_INPUT MATERIAL_.
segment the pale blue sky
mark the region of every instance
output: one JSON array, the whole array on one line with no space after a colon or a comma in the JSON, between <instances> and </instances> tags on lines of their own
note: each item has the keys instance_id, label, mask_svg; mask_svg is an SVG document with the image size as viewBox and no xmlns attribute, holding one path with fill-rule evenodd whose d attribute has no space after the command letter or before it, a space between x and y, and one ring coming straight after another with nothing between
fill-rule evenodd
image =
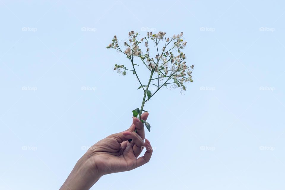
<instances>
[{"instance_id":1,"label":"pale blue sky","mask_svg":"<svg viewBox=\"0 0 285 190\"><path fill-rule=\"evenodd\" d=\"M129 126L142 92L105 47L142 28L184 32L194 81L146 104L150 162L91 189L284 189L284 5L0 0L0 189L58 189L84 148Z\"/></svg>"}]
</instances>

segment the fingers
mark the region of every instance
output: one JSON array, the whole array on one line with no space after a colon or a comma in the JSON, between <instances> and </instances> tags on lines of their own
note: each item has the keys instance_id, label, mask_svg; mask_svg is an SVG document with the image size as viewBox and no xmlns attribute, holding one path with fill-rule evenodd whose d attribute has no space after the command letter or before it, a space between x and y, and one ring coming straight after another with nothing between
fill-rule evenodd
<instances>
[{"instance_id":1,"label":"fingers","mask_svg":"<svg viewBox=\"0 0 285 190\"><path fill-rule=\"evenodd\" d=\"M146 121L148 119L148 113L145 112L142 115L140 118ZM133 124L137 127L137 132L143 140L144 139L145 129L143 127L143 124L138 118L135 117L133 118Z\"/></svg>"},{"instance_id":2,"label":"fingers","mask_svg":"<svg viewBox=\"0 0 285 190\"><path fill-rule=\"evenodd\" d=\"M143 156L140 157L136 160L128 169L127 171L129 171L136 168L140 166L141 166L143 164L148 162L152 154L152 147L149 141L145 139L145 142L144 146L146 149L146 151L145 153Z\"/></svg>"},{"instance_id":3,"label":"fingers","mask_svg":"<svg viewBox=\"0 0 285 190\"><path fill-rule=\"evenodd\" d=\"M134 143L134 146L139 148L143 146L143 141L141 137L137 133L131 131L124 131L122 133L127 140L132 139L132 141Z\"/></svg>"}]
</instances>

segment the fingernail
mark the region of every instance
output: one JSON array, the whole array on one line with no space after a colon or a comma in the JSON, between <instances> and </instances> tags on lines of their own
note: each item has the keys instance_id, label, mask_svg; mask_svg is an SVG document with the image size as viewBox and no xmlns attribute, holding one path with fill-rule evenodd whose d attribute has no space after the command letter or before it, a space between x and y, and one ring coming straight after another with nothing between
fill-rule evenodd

_PROMPT_.
Render all the records above as a single numbered list of their lines, skipping blank lines. Leave the pictures out of the list.

_RESPONSE BELOW_.
1. segment the pale blue sky
2. mark the region of every instance
3. output: one JSON array, the whole array on one line with no space after a colon or a comma in the JSON, between <instances> and </instances> tags on lines of their own
4. note: each item has the keys instance_id, label, mask_svg; mask_svg is an SVG document with the image size as viewBox and no xmlns attribute, holding one path with fill-rule evenodd whose d attribute has no space after the command letter or before it, a space between x and y, and one ring coming straight after another with nothing between
5. fill-rule evenodd
6. image =
7. <instances>
8. [{"instance_id":1,"label":"pale blue sky","mask_svg":"<svg viewBox=\"0 0 285 190\"><path fill-rule=\"evenodd\" d=\"M129 126L142 92L105 47L142 28L184 32L194 81L146 104L150 162L91 189L284 189L284 5L0 0L0 189L58 189L84 148Z\"/></svg>"}]
9. </instances>
10. segment the fingers
11. mark the region of every instance
12. output: one JSON array, the whole array on one line with no space after a colon or a comma in the JSON, between <instances> and </instances> tags on lines of their own
13. note: each item has the keys instance_id, label, mask_svg; mask_svg is an SVG document with the image size as viewBox and no xmlns attribute, holding one path with fill-rule evenodd whose d attribute has no space after the command letter or before it, a space between x and y, and one ring coming straight after another with nothing between
14. fill-rule evenodd
15. <instances>
16. [{"instance_id":1,"label":"fingers","mask_svg":"<svg viewBox=\"0 0 285 190\"><path fill-rule=\"evenodd\" d=\"M146 121L148 119L148 113L145 112L142 115L140 118ZM133 124L137 127L137 132L143 140L144 139L145 129L143 127L143 124L138 118L135 117L133 118Z\"/></svg>"},{"instance_id":2,"label":"fingers","mask_svg":"<svg viewBox=\"0 0 285 190\"><path fill-rule=\"evenodd\" d=\"M143 156L140 157L136 160L128 169L127 171L129 171L136 168L140 166L141 166L143 164L148 162L152 154L152 147L149 141L145 139L145 142L144 146L146 149L146 151L145 153Z\"/></svg>"},{"instance_id":3,"label":"fingers","mask_svg":"<svg viewBox=\"0 0 285 190\"><path fill-rule=\"evenodd\" d=\"M134 143L134 146L139 148L143 146L143 141L141 137L137 133L131 131L124 131L122 133L127 140L132 139L132 141Z\"/></svg>"}]
17. </instances>
18. segment the fingernail
19. mark the region of every instance
20. output: one JSON array, the whole array on one line with no space after a colon or a comma in the JSON, between <instances> and </instances> tags on lines of their own
21. note: each item has the keys instance_id, label, mask_svg; mask_svg is an SVG document with the image size as viewBox and no xmlns attribute, holding one path with fill-rule evenodd whose d attribute has no space after the command letter or before it, a space between x and y, and one ring coming straight after another with nothing between
22. fill-rule evenodd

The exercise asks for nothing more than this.